What this task involves:
Each line from the one that includes "point_to(query) puts a dot on the sun, one" to the last line of the data below should be set down exactly; no other lines are wanted.

Records for processing:
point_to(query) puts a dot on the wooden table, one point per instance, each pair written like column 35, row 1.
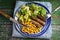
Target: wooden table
column 6, row 25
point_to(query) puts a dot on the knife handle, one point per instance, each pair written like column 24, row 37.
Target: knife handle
column 4, row 14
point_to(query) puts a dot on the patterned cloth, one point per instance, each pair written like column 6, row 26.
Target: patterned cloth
column 47, row 34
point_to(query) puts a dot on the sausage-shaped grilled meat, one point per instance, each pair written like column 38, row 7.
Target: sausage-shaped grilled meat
column 36, row 23
column 41, row 17
column 38, row 20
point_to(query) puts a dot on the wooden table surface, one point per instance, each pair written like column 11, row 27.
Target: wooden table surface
column 6, row 25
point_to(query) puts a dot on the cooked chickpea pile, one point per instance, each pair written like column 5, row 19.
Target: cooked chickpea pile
column 31, row 29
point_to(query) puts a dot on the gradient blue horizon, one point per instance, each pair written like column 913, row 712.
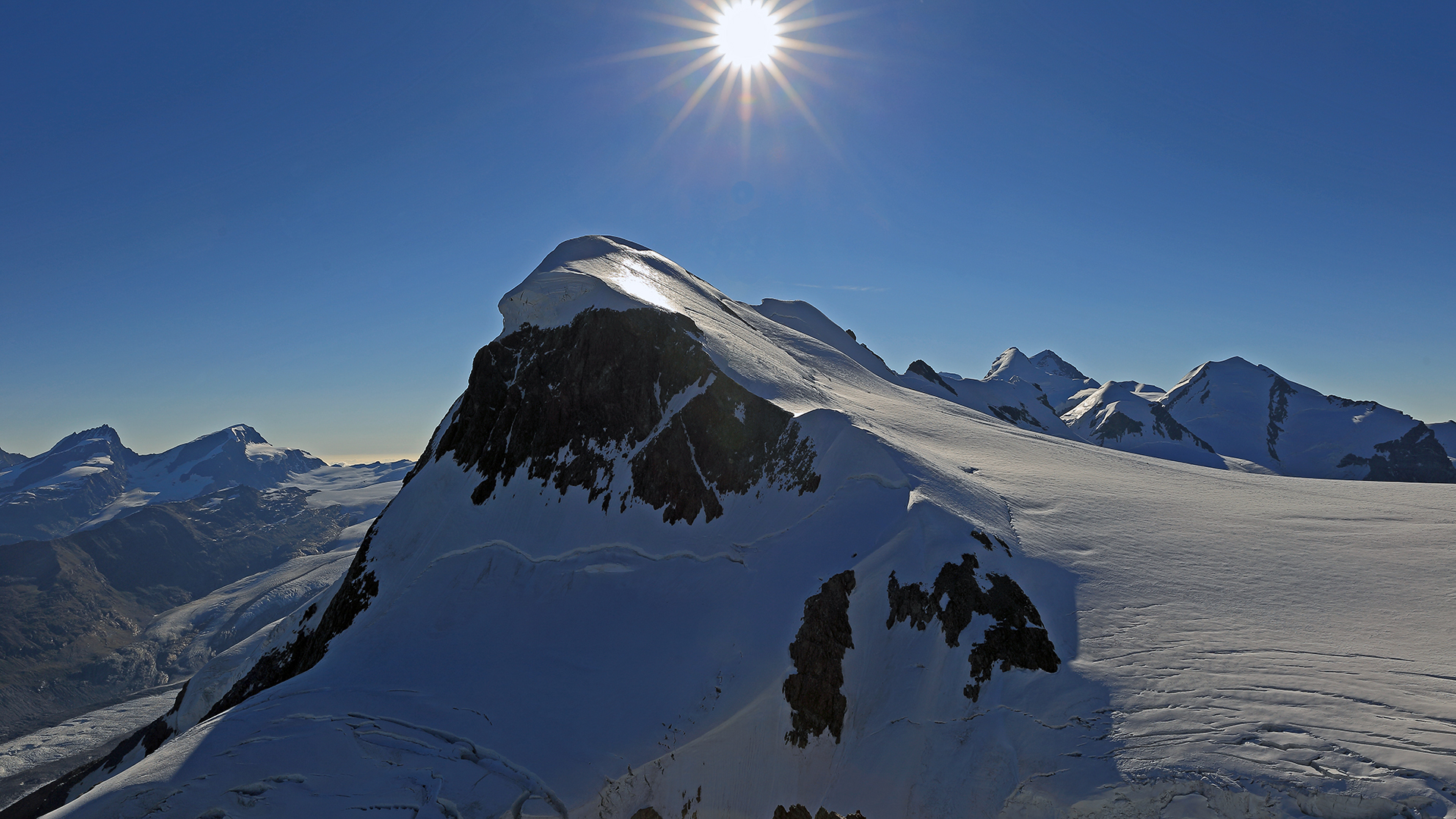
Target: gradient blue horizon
column 300, row 216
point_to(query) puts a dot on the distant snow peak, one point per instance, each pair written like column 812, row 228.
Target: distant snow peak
column 1052, row 363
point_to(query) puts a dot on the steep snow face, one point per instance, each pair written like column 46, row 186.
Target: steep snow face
column 1055, row 378
column 1052, row 363
column 226, row 458
column 1015, row 401
column 932, row 614
column 61, row 488
column 1120, row 417
column 1446, row 435
column 1250, row 411
column 89, row 479
column 363, row 488
column 810, row 321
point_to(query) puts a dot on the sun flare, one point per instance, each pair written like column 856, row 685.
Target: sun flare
column 745, row 46
column 747, row 34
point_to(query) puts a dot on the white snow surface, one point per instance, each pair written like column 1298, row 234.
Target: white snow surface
column 82, row 733
column 357, row 487
column 202, row 629
column 1232, row 645
column 1231, row 406
column 1049, row 375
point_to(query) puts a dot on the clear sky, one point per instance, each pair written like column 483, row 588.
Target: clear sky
column 300, row 216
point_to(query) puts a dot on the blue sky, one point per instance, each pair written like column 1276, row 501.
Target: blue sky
column 300, row 216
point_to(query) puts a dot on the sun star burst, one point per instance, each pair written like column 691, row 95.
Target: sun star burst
column 745, row 42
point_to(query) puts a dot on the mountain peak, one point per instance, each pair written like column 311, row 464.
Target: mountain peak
column 599, row 271
column 1056, row 365
column 104, row 431
column 1009, row 363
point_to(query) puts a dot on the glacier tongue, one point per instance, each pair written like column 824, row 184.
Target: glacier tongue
column 1228, row 645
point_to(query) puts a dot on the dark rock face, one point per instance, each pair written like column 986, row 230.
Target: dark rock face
column 1279, row 410
column 1017, row 416
column 574, row 404
column 924, row 371
column 1017, row 639
column 1116, row 426
column 800, row 812
column 1416, row 457
column 819, row 654
column 1166, row 426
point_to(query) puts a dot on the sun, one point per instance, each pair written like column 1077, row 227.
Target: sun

Completed task:
point_to(query) puts a dot on the sun, one point per instance, each pair written like column 1077, row 227.
Target: sun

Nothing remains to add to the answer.